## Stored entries
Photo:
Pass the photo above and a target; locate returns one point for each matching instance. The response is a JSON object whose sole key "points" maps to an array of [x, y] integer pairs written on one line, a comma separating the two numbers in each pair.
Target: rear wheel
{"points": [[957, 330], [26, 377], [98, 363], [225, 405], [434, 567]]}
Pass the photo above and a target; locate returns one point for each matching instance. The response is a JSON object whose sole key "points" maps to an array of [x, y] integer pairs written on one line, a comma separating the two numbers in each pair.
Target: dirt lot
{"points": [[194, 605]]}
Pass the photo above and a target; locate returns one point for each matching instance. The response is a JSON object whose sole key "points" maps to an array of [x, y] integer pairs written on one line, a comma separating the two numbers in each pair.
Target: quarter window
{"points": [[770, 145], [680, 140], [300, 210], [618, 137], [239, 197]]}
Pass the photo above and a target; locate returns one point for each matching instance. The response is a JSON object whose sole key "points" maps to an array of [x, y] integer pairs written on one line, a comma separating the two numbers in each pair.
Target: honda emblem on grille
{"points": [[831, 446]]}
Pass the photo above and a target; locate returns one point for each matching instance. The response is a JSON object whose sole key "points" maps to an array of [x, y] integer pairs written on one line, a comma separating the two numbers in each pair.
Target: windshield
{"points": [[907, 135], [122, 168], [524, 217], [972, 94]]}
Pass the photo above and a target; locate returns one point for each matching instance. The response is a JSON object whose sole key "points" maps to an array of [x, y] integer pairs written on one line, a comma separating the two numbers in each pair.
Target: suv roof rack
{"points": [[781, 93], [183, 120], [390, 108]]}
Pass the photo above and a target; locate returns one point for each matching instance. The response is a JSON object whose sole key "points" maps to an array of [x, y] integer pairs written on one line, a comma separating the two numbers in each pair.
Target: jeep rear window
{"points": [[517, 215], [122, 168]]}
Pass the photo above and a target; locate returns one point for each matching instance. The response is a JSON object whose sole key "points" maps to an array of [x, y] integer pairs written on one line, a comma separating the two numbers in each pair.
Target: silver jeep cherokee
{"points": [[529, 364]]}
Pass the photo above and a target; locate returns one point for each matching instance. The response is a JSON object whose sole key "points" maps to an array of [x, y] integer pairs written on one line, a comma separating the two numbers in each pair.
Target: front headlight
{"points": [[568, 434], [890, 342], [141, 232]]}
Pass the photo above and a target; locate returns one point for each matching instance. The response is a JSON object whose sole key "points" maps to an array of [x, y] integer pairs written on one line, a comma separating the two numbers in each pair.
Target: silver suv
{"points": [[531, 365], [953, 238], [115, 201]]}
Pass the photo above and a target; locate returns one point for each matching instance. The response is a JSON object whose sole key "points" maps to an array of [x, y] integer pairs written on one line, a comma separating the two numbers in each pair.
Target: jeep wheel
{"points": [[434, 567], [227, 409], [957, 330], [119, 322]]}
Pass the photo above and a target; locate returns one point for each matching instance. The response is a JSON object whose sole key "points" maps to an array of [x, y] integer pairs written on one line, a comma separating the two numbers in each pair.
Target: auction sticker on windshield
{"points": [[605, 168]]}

## PROBLEM TO SOLVE
Each line of the data above needs to be returned exactly.

## YOUR SOLUTION
Photo:
Pass the photo above and a target; locate returns one point for each matching instance. The response is a JSON object whose sole key "points" maps to an array of [x, y] integer pairs written on one line, a comma separating the two numbers in each pair.
Target: rear wheel
{"points": [[957, 330], [26, 377], [98, 363], [225, 405], [434, 567]]}
Pass the photo above and a target; locate returns one point for each matching instance. The response is a JSON object whose sole key "points" maps to an array of [x, y] integer pairs written on one line, a comma separating the two numbers in each pair.
Target: dirt lot
{"points": [[194, 605]]}
Pass the photo above and a target; locate returns one point for each matching instance. The response is a JSON object whose sole key "points" maps to an array of [x, y] integer pairs written on one line, a comma separating the two numbers in each pair.
Target: quarter window
{"points": [[770, 145], [680, 140], [300, 210], [618, 137], [239, 197]]}
Pass the photo above and a target; locate returns one point for each matching instance. The response is a JSON object whose sole key "points" maps to an array of [x, y] integer pairs written on one line, a comma separating the two numbers in each pair.
Target: honda emblem on grille
{"points": [[831, 446]]}
Pass the photo above and a target; locate returns one point for each matching instance. The response is a JSON object whose sole key "points" maps to an array of [x, y] integer pairs written on one line, a comma separating the two numbers in each pair.
Target: windshield
{"points": [[907, 135], [122, 168], [524, 217], [972, 94]]}
Pass the photo above and a target; locate returns one point for each matching instance. The response is a JSON object whose sole key "points" maps to an array of [x, y] integer pairs written on one line, a comma separating the two numbers in each pair.
Target: suv roof rack
{"points": [[781, 93], [183, 120], [390, 108]]}
Pass the photo above and a target; locate returns one point for each matching instance. The response is a JSON object whose sole key "points" maps to an array of [x, y] integer pairs written on one line, a comma separating the two numbers in each pair.
Target: jeep rear window
{"points": [[517, 215], [122, 168]]}
Pass the photo above and a target; locate returns one point for each matching instance. The response is a JSON object whose sole key "points" maps to an array of [x, y] integer pairs written on one line, a comma separating the two numbers in each pair.
Target: silver jeep cherokee
{"points": [[529, 364]]}
Pass the photo above and a target; locate returns one point for each matching instance. The response is a JSON object whose sole key "points" maps to an array of [x, y] integer pairs written on one line, a comma separating the two numbers in each pair.
Target: front headlight
{"points": [[568, 434], [890, 342], [141, 232]]}
Pass the photo above and a target; locate returns one point for each matching instance. The response is a JSON object whose sole key "points" maps to an array of [x, y] integer pairs written on one line, a comma separating the two numbers in each pair.
Target: silver suv
{"points": [[531, 365], [953, 238], [115, 201]]}
Pass the photo above and a target; locate returns one point for each matching instance. The response is a JSON object whose sole key "points" maps to an array of [x, y] integer pairs written on one line, a comma separating the two numbers in each pair.
Target: jeep wheel
{"points": [[434, 567], [227, 409], [957, 330], [119, 322]]}
Pass the photo above and a target; locate returns one point for each matching instance. The response is a JSON object whose sole key "points" maps to an array of [x, y] integer pairs written on one line, a comma separating the two numbers in each pair.
Target: auction sticker on windshield
{"points": [[605, 168]]}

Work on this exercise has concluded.